* **TASK REQUIREMENTS**
Convert each line of the entries below into a row of a Markdown table with two columns, Row and Text. Number the rows in order and leave out blank lines.

* **LISTING**
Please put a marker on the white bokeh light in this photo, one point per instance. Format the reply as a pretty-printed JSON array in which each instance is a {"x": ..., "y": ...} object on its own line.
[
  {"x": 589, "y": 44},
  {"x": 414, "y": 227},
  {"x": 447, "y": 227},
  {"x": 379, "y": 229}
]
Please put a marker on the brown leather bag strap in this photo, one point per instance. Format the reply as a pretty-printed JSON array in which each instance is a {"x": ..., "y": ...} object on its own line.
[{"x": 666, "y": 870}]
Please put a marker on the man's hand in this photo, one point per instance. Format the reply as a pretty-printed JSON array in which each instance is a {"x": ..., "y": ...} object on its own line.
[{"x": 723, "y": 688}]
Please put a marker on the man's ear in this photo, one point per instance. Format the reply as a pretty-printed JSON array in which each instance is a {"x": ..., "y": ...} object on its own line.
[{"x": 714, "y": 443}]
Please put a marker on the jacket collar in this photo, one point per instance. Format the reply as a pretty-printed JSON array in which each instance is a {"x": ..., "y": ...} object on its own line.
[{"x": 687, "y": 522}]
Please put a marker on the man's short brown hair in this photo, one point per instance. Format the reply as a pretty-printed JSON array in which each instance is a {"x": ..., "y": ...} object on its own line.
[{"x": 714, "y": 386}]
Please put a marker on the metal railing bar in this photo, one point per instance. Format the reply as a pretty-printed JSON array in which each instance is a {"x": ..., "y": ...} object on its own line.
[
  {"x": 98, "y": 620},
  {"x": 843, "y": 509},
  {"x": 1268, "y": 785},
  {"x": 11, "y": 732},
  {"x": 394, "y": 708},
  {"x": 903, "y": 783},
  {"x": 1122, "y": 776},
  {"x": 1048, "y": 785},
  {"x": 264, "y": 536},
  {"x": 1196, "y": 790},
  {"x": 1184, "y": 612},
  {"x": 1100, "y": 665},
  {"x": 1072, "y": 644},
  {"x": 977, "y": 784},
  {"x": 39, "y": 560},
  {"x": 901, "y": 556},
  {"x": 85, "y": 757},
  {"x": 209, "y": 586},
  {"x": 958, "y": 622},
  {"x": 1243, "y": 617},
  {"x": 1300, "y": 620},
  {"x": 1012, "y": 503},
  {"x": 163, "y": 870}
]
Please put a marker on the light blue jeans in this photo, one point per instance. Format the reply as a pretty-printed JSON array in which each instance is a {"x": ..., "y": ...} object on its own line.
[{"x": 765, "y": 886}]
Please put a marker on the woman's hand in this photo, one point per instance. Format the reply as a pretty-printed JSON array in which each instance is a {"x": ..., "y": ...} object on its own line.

* **SOLUTION**
| Row | Text |
|---|---|
| 1 | Please put a marker on the white bokeh light in this photo, one point per instance. Format the reply as a pretty-printed JSON array in which each instance is a {"x": ..., "y": ...} object on its own line. |
| 2 | [ |
| 3 |   {"x": 589, "y": 44}, |
| 4 |   {"x": 414, "y": 227}, |
| 5 |   {"x": 447, "y": 227}, |
| 6 |   {"x": 379, "y": 229} |
| 7 | ] |
| 8 | Please put a marker on the brown leather bag strap in this photo, one point per instance. Format the reply as a pretty-printed JSON array in which each instance is a {"x": ..., "y": ...} object on its own line. |
| 9 | [{"x": 666, "y": 870}] |
| 10 | Please put a marker on the man's hand in this photo, one point per instance. Format the reply as a pretty-printed JSON array in which each instance is a {"x": ..., "y": ...} object on its own line. |
| 11 | [{"x": 723, "y": 688}] |
| 12 | Please put a marker on the man's ear in this photo, one point per instance. Format the reply as a pretty-printed JSON array in which each instance is a {"x": ..., "y": ...} object on its own line. |
| 13 | [{"x": 714, "y": 443}] |
| 14 | Please put a marker on the jacket collar in this photo, one point per instance. Format the reply as a pretty-printed JSON array in which each instance is a {"x": ..., "y": ...} object on its own line. |
| 15 | [{"x": 687, "y": 522}] |
| 16 | Please put a marker on the man's short brown hair in this photo, one point per instance. Format the reply as a pretty-printed JSON array in which each instance is a {"x": ..., "y": ...} object on its own line. |
| 17 | [{"x": 714, "y": 386}] |
| 18 | Please put a marker on the metal railing bar in this photo, one point per instance. Format the reply as a pretty-printed JSON array in which each instance is a {"x": ..., "y": ...} object on its own line. |
| 19 | [ |
| 20 |   {"x": 98, "y": 620}, |
| 21 |   {"x": 843, "y": 509}, |
| 22 |   {"x": 1268, "y": 785}, |
| 23 |   {"x": 11, "y": 732}, |
| 24 |   {"x": 394, "y": 708}, |
| 25 |   {"x": 903, "y": 783}, |
| 26 |   {"x": 1122, "y": 776}, |
| 27 |   {"x": 1048, "y": 785}, |
| 28 |   {"x": 264, "y": 536}, |
| 29 |   {"x": 1196, "y": 790}, |
| 30 |   {"x": 1184, "y": 612}, |
| 31 |   {"x": 1100, "y": 665}, |
| 32 |   {"x": 1072, "y": 644}, |
| 33 |   {"x": 977, "y": 784}, |
| 34 |   {"x": 39, "y": 560}, |
| 35 |   {"x": 901, "y": 556}, |
| 36 |   {"x": 85, "y": 757}, |
| 37 |   {"x": 209, "y": 586}, |
| 38 |   {"x": 958, "y": 622}, |
| 39 |   {"x": 1243, "y": 617}, |
| 40 |   {"x": 1300, "y": 620}, |
| 41 |   {"x": 1012, "y": 503}, |
| 42 |   {"x": 163, "y": 870} |
| 43 | ] |
| 44 | Please put a marker on the light blue jeans in this photo, one point per instance. Format the reply as a pretty-printed JSON array in which each instance is a {"x": ..., "y": ...} object on its own line. |
| 45 | [{"x": 765, "y": 886}] |
| 46 | Please put a marker on the woman's hand in this photo, one point per instance. Format the reply as a pretty-printed JSON array in which each instance is a {"x": ..., "y": ...} object on its own line. |